## DOCUMENT EXTRACT
The She’s Not There project explores the nexus between music, performance and animation that has motivated animation practice since its inception as silent imagery accompanied by live music performance in theatre halls over a century ago. Coming out of a vaudeville tradition of magic and mayhem, Winsor McCay’s seminal animation Gertie the Dinosaur of 1914 was first presented as a “two- hander” between a live performance of McCay and his animated creation in a call and response routine that transgressed the boundaries between stage and screen. Contemporary performers such as Miwa Matreyek and Kathy Rose continue to explore this dynamic between real time (dance) performance and projected animation. Both practitioners incorporate animation, video and design into synchronised choreographed presentations, their bodies as performer and subject. The recent pop cultural phenomenon, virtual performer Hatsune Miku, brings these considerations into the 3D realm as holographic presentations are synced to live music performance. Conceived by illustrator KEI as a mascot for Crypton Future Media, the project brings new iterations to the traditional relationship between subject and audience, the virtual idol evolving through crowd-sourced software, fans contributing both songs and choreography. So too, the virtual band Gorillaz, created by Damon Albarn and Jamie Hewlett, ventured into live performance in 2001, the live band playing behind a screen of projected animation.

## RECORD EXTRACTS

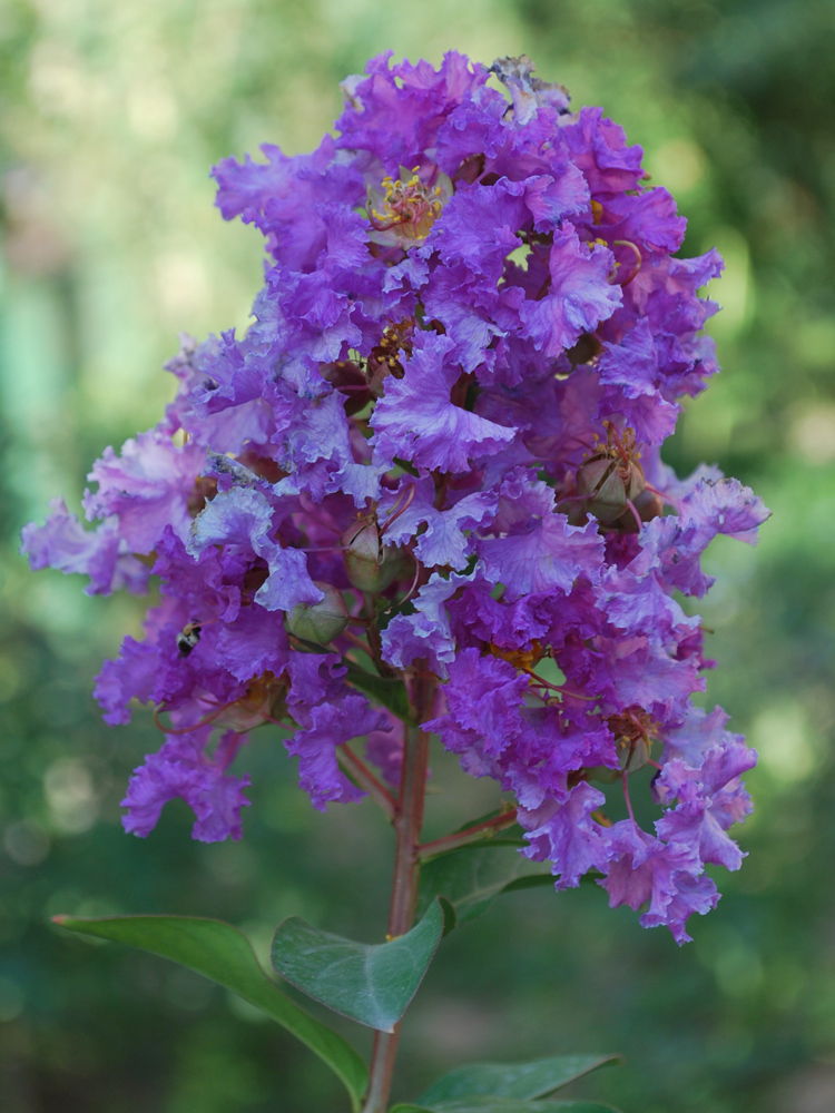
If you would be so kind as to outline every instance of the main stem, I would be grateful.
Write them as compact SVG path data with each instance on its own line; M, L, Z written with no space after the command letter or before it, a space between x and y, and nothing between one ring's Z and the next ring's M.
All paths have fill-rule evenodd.
M418 721L425 719L432 700L430 680L418 678L413 688ZM394 877L392 880L392 903L389 913L389 938L405 935L414 924L418 904L418 880L420 860L418 847L423 827L423 800L426 791L426 761L429 758L429 735L420 727L406 726L403 739L403 768L400 778L400 796L394 815L394 831L397 836L394 851ZM392 1032L374 1033L374 1051L371 1058L369 1091L362 1113L385 1113L392 1089L394 1060L400 1041L400 1023Z

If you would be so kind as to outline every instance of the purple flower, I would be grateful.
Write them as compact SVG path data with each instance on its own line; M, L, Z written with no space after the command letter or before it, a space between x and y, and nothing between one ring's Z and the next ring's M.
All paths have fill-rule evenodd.
M557 888L591 873L684 942L718 899L706 866L744 857L755 760L694 703L711 662L676 595L768 511L661 461L718 370L698 290L721 259L678 256L640 147L527 58L382 55L343 90L312 154L215 168L224 217L265 237L245 335L184 337L159 425L90 473L95 531L58 502L23 532L33 568L89 592L158 580L96 687L108 722L138 700L168 735L126 826L180 796L197 838L239 837L230 762L276 722L314 807L363 795L354 739L395 786L391 708L411 721L423 686L422 726L513 794Z

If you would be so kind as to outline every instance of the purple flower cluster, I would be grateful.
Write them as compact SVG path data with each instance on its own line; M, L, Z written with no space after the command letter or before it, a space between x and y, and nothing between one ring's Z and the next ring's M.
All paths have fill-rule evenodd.
M108 722L134 699L166 717L126 827L179 796L196 838L238 838L228 769L264 722L295 726L317 808L362 795L356 738L396 782L414 709L366 692L409 708L420 677L426 729L514 794L558 888L596 870L687 939L718 899L706 864L739 866L756 758L691 701L710 662L676 594L703 595L711 539L754 542L767 511L660 459L717 370L697 290L721 260L676 256L685 220L640 147L525 58L385 55L344 91L313 154L215 168L269 256L246 335L184 341L164 420L90 473L95 532L56 504L23 534L33 568L90 592L158 580L96 689ZM629 797L647 766L651 834Z

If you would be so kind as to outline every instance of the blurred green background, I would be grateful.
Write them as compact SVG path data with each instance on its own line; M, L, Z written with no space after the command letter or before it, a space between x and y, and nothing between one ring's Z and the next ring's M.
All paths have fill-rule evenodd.
M441 949L405 1024L395 1096L464 1060L622 1051L589 1081L629 1113L835 1107L835 6L790 0L0 0L0 1093L4 1113L322 1113L337 1084L239 1001L163 961L90 946L56 913L183 912L264 947L301 914L380 938L392 839L370 804L313 811L254 736L243 843L189 839L171 805L124 835L147 715L101 725L91 679L140 609L31 575L18 531L70 506L92 459L153 424L177 332L244 326L261 240L208 169L313 147L337 82L386 48L528 52L602 105L713 245L724 374L667 459L718 462L774 510L717 543L709 699L762 754L749 858L682 949L595 886L515 894ZM720 542L725 539L720 539ZM711 705L713 706L713 702ZM439 834L489 786L433 758ZM445 778L450 775L450 780ZM450 787L452 786L452 787ZM448 821L448 820L446 820ZM345 1030L350 1025L345 1024ZM367 1048L365 1032L353 1033Z

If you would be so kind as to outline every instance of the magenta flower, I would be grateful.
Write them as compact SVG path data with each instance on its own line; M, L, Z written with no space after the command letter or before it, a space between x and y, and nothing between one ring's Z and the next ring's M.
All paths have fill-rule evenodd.
M721 260L675 254L684 218L600 109L527 59L492 67L508 95L490 72L381 56L313 154L215 168L223 216L265 237L255 321L184 342L163 421L94 465L95 531L56 504L23 551L92 592L144 590L153 554L161 601L96 689L109 722L138 700L168 735L128 830L178 796L196 838L239 838L229 770L263 723L317 808L363 795L355 739L396 782L420 681L423 726L514 795L557 888L592 871L682 942L718 899L705 866L740 865L755 760L692 702L676 593L768 512L660 455L717 370L697 292Z

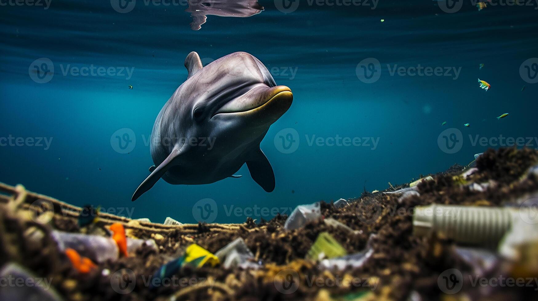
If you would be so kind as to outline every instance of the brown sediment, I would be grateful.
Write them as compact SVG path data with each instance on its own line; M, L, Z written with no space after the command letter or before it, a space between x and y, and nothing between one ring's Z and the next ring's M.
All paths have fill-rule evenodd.
M162 238L155 239L159 246L157 251L141 247L137 256L101 264L96 271L87 275L78 274L70 267L49 235L53 228L80 231L76 222L80 208L26 191L22 187L0 184L0 191L6 195L0 195L0 263L15 261L39 276L51 277L53 285L68 300L160 300L172 296L178 300L326 299L323 296L327 294L337 298L358 291L372 294L373 299L404 300L412 292L423 299L438 299L442 297L437 284L441 273L449 268L465 272L471 267L456 255L452 242L443 238L413 235L414 207L432 203L480 206L513 203L518 198L538 191L538 178L534 175L526 175L529 168L537 162L538 153L533 150L490 149L477 160L478 171L468 178L460 175L469 168L455 166L444 173L431 175L434 181L419 184L420 196L411 196L399 202L401 196L379 192L363 194L342 208L321 203L323 218L334 219L353 232L329 226L323 218L303 228L286 231L284 225L287 217L280 215L257 225L250 219L243 224L165 226L102 213L98 222L101 226L121 223L131 236L148 239L159 234ZM471 183L485 182L490 186L483 192L468 187ZM390 186L386 191L408 184ZM28 217L31 210L34 210L32 203L39 199L49 202L54 208L49 224L41 225ZM30 229L45 234L38 245L25 235ZM316 263L303 259L317 235L324 232L332 235L349 254L364 250L368 242L373 255L358 268L340 273L321 270ZM145 285L145 279L189 244L196 243L215 253L238 237L244 239L256 261L263 263L259 269L225 270L220 267L187 267L175 276L203 281L188 286L161 286L153 290ZM110 285L111 275L102 274L104 269L111 274L122 269L132 270L136 276L132 292L121 295L114 291ZM296 271L298 278L295 280L299 285L296 291L282 293L277 289L281 281L278 275L287 269ZM343 281L341 285L327 285L338 279ZM352 285L345 283L345 279L359 279L363 282L360 285ZM536 297L534 288L505 288L502 293L492 294L488 298L528 299ZM478 299L482 296L479 289L470 288L460 294Z

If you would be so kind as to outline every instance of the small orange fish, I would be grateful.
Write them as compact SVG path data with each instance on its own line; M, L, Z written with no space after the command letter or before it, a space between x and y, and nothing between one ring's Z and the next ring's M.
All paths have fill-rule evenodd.
M97 267L97 266L89 258L81 257L76 250L68 248L65 251L66 255L69 258L73 266L82 274L87 274Z
M487 83L485 81L480 81L480 78L478 78L478 83L480 84L480 87L486 91L491 88L491 85Z
M116 223L110 225L110 230L114 232L114 235L112 235L112 239L116 241L119 249L119 254L128 257L127 253L127 238L125 237L125 229L123 225L119 223Z

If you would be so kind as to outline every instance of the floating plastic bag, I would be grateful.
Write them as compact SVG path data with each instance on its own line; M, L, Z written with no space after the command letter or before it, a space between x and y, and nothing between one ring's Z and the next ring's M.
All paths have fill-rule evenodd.
M349 202L343 198L341 198L335 202L334 205L335 208L342 208L349 205Z
M309 205L299 205L286 220L284 229L293 230L301 228L307 223L317 219L321 216L319 202Z

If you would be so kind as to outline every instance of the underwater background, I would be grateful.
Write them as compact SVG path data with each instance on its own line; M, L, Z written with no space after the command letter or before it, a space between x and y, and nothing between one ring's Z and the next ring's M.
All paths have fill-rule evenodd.
M285 0L298 5L286 13L282 1L260 0L259 14L208 16L193 31L184 4L138 0L120 13L114 1L51 0L47 9L5 1L0 7L0 137L25 141L0 140L0 181L154 222L170 216L239 223L467 164L475 154L503 146L492 138L523 138L538 148L535 2L493 0L498 5L486 2L479 11L474 2L461 1L461 9L447 12L431 0ZM159 181L131 202L153 164L147 142L153 123L186 79L183 61L191 51L204 64L248 52L277 84L291 88L291 108L261 146L274 170L273 192L244 166L237 173L243 177L211 184ZM44 62L53 76L33 71ZM73 72L91 66L113 72ZM419 66L440 67L442 75L413 75L409 68ZM480 89L477 78L491 89ZM504 113L509 115L497 118ZM118 140L126 134L123 143ZM476 142L477 135L487 141ZM368 145L332 145L338 137ZM46 140L31 145L39 138ZM208 198L215 201L212 214L201 220L196 212Z

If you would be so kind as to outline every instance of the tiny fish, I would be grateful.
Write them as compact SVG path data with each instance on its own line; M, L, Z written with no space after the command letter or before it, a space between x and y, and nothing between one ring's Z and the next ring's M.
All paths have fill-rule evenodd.
M96 223L98 220L97 216L100 210L101 206L98 206L97 208L93 205L86 205L82 207L79 214L79 226L86 227Z
M114 233L112 239L116 241L119 249L119 254L127 257L127 238L125 237L125 229L123 225L119 223L116 223L110 225L110 230Z
M480 84L480 87L486 91L487 91L491 88L491 85L487 83L487 82L485 81L480 81L480 78L478 78L478 83Z

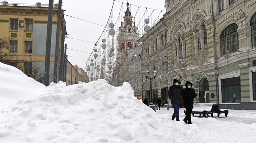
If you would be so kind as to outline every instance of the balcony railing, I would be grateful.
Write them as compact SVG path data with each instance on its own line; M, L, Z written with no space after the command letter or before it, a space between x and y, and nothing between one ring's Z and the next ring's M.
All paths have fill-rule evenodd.
M0 2L0 6L2 6L3 3ZM20 7L48 7L48 5L46 4L41 4L41 6L37 6L37 4L19 4L19 3L8 3L7 6L20 6Z

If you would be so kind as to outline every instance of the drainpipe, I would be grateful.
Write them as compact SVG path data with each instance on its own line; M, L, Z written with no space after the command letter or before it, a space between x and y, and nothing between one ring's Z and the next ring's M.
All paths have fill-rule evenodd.
M213 51L214 53L214 67L215 67L215 77L216 80L216 89L217 96L217 103L219 105L219 82L218 80L218 67L217 66L217 51L216 51L215 45L215 34L214 18L213 17L213 0L211 0L211 22L212 24L212 32L213 36Z

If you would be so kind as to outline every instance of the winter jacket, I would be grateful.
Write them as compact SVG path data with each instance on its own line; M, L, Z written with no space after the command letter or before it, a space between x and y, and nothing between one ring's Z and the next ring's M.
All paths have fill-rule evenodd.
M182 92L180 87L174 84L178 80L173 80L173 85L169 88L168 90L168 97L171 100L172 105L180 105L182 100Z
M147 105L148 105L148 100L147 100L147 99L145 99L143 101L143 103L144 104L145 104Z
M162 100L161 100L161 99L158 98L158 100L157 101L157 104L158 104L158 105L160 106L161 105L161 102L162 102Z
M187 87L187 85L190 83L191 88ZM183 102L184 106L186 108L193 109L194 107L194 98L197 97L197 94L195 89L192 88L193 85L189 81L186 82L186 88L182 91Z

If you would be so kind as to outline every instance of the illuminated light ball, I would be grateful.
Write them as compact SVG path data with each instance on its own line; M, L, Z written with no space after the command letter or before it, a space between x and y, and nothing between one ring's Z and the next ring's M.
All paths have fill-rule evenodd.
M146 32L149 32L149 31L150 31L150 26L148 25L146 25L144 27L144 31Z
M111 28L112 28L115 26L115 25L114 25L114 24L113 23L110 23L109 24L109 27Z
M124 38L123 37L120 37L119 38L119 40L121 42L123 42L124 41Z
M109 52L108 53L108 56L109 57L112 57L113 56L113 53L112 52Z
M107 45L103 43L101 45L101 47L103 49L105 49L107 47Z
M105 62L101 62L101 65L105 65Z
M113 36L115 35L115 30L111 29L108 31L108 33L109 34L109 35Z
M148 24L149 23L149 19L148 18L145 19L144 22L145 22L146 24Z

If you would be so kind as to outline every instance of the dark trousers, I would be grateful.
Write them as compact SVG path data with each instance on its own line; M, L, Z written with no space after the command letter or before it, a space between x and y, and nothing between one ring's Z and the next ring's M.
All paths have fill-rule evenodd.
M174 112L172 116L172 119L174 120L174 119L176 118L176 121L180 121L180 117L179 116L179 109L180 108L180 105L177 104L172 104L174 109Z
M186 116L185 117L185 119L187 121L187 123L189 124L191 124L191 113L193 109L190 108L186 108Z

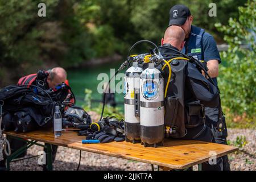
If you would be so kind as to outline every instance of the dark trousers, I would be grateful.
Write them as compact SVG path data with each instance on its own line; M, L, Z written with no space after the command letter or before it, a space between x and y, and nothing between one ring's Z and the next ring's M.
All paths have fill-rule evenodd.
M218 131L216 129L218 119L218 108L205 107L205 123L210 129L213 134L215 142L220 144L228 144L226 137L228 136L228 130L226 129L226 121L223 117L222 122L225 126L225 130ZM230 166L228 155L221 157L223 161L223 171L230 171Z

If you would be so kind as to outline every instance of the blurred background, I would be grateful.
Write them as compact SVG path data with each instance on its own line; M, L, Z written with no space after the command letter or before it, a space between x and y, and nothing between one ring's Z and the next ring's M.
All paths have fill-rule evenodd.
M40 2L46 5L46 17L38 15ZM221 51L218 81L228 127L255 128L255 1L214 1L216 17L208 15L211 2L0 0L0 87L39 69L61 66L68 71L79 105L100 112L98 75L117 69L138 40L160 45L170 8L184 4L193 24L212 34ZM143 45L134 52L148 50ZM122 117L123 96L115 94L117 107L106 114Z

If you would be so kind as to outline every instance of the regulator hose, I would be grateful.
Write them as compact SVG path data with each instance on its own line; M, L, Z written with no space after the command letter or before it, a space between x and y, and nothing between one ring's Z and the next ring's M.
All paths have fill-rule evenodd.
M128 55L127 55L127 58L130 56L130 53L131 52L131 51L133 49L133 48L138 44L141 44L142 43L144 43L144 42L147 42L147 43L149 43L150 44L151 44L152 45L153 45L155 48L157 49L157 50L158 51L158 52L159 52L159 49L158 48L158 46L153 42L150 41L150 40L139 40L137 42L135 42L130 48L129 51L128 52ZM158 55L156 54L155 54L156 56L158 56ZM102 119L103 117L103 114L104 113L104 109L105 109L105 105L106 103L106 89L108 88L109 84L110 83L111 80L117 75L117 73L118 73L121 70L122 70L123 68L125 68L125 67L128 65L128 63L129 63L129 61L128 60L128 59L125 61L125 62L123 62L123 64L122 64L122 65L120 66L120 67L119 68L118 70L115 73L115 75L112 77L110 78L110 79L109 79L109 82L108 83L107 86L106 86L106 88L105 88L105 90L104 92L104 95L103 95L103 104L102 104L102 108L101 110L101 118L100 119L100 121L101 121L101 119Z

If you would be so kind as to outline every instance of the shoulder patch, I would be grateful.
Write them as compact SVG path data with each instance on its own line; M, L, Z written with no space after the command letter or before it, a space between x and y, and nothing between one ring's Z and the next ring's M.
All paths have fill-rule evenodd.
M195 49L191 49L191 53L200 53L201 52L201 48L195 48Z

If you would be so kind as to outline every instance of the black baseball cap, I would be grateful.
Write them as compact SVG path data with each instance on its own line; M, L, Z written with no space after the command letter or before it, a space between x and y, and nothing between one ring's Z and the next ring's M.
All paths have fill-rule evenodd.
M188 7L185 5L177 5L171 9L169 14L169 26L170 26L171 25L183 25L191 13Z

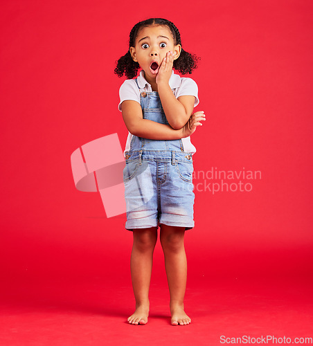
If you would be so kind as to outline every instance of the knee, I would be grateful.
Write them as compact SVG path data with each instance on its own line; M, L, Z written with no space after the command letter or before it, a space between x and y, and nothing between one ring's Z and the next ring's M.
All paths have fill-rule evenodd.
M156 231L136 230L134 234L134 246L140 251L150 251L154 248L156 239Z
M184 246L184 235L174 233L160 237L160 242L163 251L179 253Z

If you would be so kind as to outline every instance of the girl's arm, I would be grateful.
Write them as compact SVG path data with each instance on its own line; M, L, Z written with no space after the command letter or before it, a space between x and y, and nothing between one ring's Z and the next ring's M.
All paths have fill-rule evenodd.
M170 126L175 129L183 127L188 121L195 106L195 96L184 95L176 98L168 84L172 75L174 55L168 52L160 66L156 82L161 102Z
M147 139L163 140L188 137L195 132L197 126L202 125L200 121L206 120L204 112L197 111L189 118L185 126L174 129L170 125L143 119L141 105L131 100L122 102L122 116L126 127L132 134Z
M183 138L183 128L174 129L170 125L143 119L141 107L136 101L123 101L122 116L128 131L137 137L165 140Z

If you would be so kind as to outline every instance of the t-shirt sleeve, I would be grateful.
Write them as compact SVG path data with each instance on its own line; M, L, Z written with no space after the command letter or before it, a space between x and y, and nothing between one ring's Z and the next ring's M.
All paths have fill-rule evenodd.
M182 78L181 80L181 85L176 93L176 98L178 98L179 96L195 96L195 107L197 106L199 101L197 83L191 78Z
M126 80L120 88L118 110L122 111L122 102L126 100L137 101L140 104L140 93L135 80Z

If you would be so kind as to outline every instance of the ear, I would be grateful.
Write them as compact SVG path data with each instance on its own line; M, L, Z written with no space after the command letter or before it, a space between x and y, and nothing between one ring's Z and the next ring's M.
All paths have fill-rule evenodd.
M136 50L135 47L130 47L129 48L129 53L130 55L132 55L132 58L134 62L137 62L137 57L136 56Z
M176 60L179 57L181 52L181 46L180 44L177 44L174 47L174 60Z

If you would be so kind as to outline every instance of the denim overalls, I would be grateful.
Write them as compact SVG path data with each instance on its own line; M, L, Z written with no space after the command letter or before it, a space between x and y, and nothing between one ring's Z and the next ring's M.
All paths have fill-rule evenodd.
M168 125L159 93L139 90L143 118ZM123 170L125 228L157 227L160 224L193 228L193 155L184 151L181 139L133 136Z

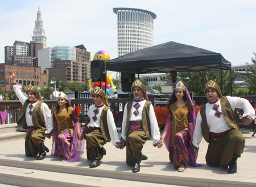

## TASK LIST
A. In the passage on animation and live performance, who conceived the virtual performer Hatsune Miku, and for what purpose?
B. Continue the passage on animation and live performance, starting after its final sentence.

## TASK ANSWERS
A. The illustrator KEI conceived Hatsune Miku as a mascot for Crypton Future Media.

B.
The She’s Not There project brings greater novelty and complexity to these relationships between past (pre-recorded) and present (live performance) by incorporating a virtual camera at the interface between the real and the digital, effectively re-capturing pre-rendered footage in an illusion of live broadcast. A live orchestral accompaniment further exacerbates this relationship between pre-rendered and real time, as does a mock exchange towards the end of the song, when real time performer Christine Johnston, responsible for vocal track and motion-captured performance, takes over from the fictional 3D character Ms Burly Chassis, and effectively steals the show.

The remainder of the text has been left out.